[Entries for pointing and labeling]
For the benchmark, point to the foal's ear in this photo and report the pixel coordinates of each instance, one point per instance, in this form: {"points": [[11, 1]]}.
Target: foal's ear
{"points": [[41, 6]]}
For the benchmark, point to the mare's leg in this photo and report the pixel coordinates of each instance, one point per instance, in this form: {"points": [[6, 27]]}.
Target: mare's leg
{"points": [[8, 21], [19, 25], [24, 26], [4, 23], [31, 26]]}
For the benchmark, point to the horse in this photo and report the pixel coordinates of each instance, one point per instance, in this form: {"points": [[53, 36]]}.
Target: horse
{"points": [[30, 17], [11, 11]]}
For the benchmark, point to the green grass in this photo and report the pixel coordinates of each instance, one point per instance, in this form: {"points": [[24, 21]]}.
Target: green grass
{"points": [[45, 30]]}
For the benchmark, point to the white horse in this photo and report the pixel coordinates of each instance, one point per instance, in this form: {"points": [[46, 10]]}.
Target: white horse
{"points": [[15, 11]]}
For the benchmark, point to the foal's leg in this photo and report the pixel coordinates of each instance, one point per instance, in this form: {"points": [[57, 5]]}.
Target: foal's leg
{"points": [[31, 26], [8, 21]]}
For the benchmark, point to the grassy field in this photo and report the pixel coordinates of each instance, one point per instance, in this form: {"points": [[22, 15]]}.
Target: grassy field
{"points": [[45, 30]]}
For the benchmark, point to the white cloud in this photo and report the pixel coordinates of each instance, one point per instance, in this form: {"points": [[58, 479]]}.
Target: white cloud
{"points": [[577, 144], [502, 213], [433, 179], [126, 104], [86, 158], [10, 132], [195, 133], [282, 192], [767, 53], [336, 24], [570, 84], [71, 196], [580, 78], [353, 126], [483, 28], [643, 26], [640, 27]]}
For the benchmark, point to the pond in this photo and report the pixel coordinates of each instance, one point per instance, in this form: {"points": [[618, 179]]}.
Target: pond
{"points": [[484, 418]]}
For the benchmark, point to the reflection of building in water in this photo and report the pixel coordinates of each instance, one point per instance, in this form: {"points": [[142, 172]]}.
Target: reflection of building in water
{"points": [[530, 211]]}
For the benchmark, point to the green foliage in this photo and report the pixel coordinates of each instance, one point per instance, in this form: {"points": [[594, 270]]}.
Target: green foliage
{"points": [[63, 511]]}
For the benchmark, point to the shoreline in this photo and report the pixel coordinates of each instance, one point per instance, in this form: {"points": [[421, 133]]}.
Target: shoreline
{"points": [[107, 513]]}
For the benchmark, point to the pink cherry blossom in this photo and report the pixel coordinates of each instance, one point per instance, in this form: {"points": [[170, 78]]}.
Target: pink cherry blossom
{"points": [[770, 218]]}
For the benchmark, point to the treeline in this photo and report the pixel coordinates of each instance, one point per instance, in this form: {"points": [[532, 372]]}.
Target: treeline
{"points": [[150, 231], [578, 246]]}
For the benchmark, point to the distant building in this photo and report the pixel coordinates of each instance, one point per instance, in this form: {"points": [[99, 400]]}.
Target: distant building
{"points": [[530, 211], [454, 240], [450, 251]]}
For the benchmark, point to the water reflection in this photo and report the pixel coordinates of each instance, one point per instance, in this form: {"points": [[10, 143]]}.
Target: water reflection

» **Set task**: Rewrite every one of the entries above, replacing "report" with "return" and leaving all other wording unchanged.

» **Result for this task**:
For the benchmark, point to the foal's ear in this photo and return the pixel coordinates of each instance, one point per instance, in this form: {"points": [[11, 1]]}.
Target: foal's ear
{"points": [[41, 6]]}
For the benchmark, point to the mare's leg in this photo and return the pixel coordinates of each instance, one point per instance, in this form: {"points": [[6, 27]]}.
Target: mare's leg
{"points": [[8, 21], [19, 25], [24, 26], [4, 23], [31, 26]]}
For the benchmark, point to the horse in this photo and return the pixel coordinates of each instance, one point per instance, in this form: {"points": [[53, 36]]}.
Target: horse
{"points": [[30, 17], [11, 11]]}
For the benchmark, point to the green grass in this photo and return the pixel coordinates of each instance, one point per instance, in this form: {"points": [[24, 21]]}.
Target: green grass
{"points": [[45, 30]]}
For the benchmark, point to the white horse in this photo and return the pixel coordinates of each instance, one point per instance, in this form: {"points": [[46, 10]]}.
Target: white horse
{"points": [[15, 11]]}
For the benchmark, point to the foal's leg in this photo and return the pixel coordinates of each instance, one point per instance, in this form: {"points": [[57, 5]]}.
Target: foal's leg
{"points": [[31, 26], [8, 21]]}
For the benchmark, point to the grassy field in this photo and return the pixel coordinates of each instance, one point per instance, in this form: {"points": [[22, 15]]}.
Target: grassy field
{"points": [[45, 30]]}
For the benchmark, point to the white cloud in this photo and return the pixel coordinates of each instance, one point per instance, in this form: {"points": [[58, 479]]}.
Target: white cloud
{"points": [[577, 144], [502, 213], [433, 179], [126, 104], [86, 158], [10, 132], [195, 133], [282, 192], [767, 53], [336, 24], [570, 84], [71, 196], [580, 78], [353, 126], [483, 28], [643, 26], [640, 27]]}
For the benchmark, point to the pond in this photo and return the pixel coordinates of each instance, one point per instance, in this form: {"points": [[618, 179]]}.
Target: pond
{"points": [[484, 418]]}
For the benchmark, point to the reflection of building in water in this photo and return the pixel coordinates of each instance, one point per instance, in this form: {"points": [[142, 172]]}.
Target: reflection of building in water
{"points": [[530, 211]]}
For the benchmark, point to the green foliage in this photo and return the pixel coordinates of each instance, one point per instance, in this form: {"points": [[594, 270]]}.
Target: green foliage
{"points": [[63, 511]]}
For the benchmark, point to the shoreline in this photo and return the pixel coordinates of each instance, one point per instance, in this form: {"points": [[421, 133]]}.
Target: shoreline
{"points": [[107, 513]]}
For the benchmark, point to the pink cherry blossom in this photo and return the pixel coordinates of each instance, one point per instance, in this form: {"points": [[170, 78]]}.
Target: pink cherry blossom
{"points": [[770, 218]]}
For the benchmark, point to the treeline in this photo and return the pixel coordinates of each instance, one point per instance, in this form: {"points": [[532, 372]]}.
Target: treeline
{"points": [[150, 231], [578, 246]]}
For the benchmark, point to the distant building in this photo and return the pixel coordinates of each instance, one point per instance, in this form: {"points": [[99, 400]]}.
Target: distant building
{"points": [[530, 211], [454, 240], [450, 251]]}
For the benchmark, point to the water reflection in this photo and return the pixel coordinates of each instance, one point per instance, in this form: {"points": [[10, 143]]}.
Target: water reflection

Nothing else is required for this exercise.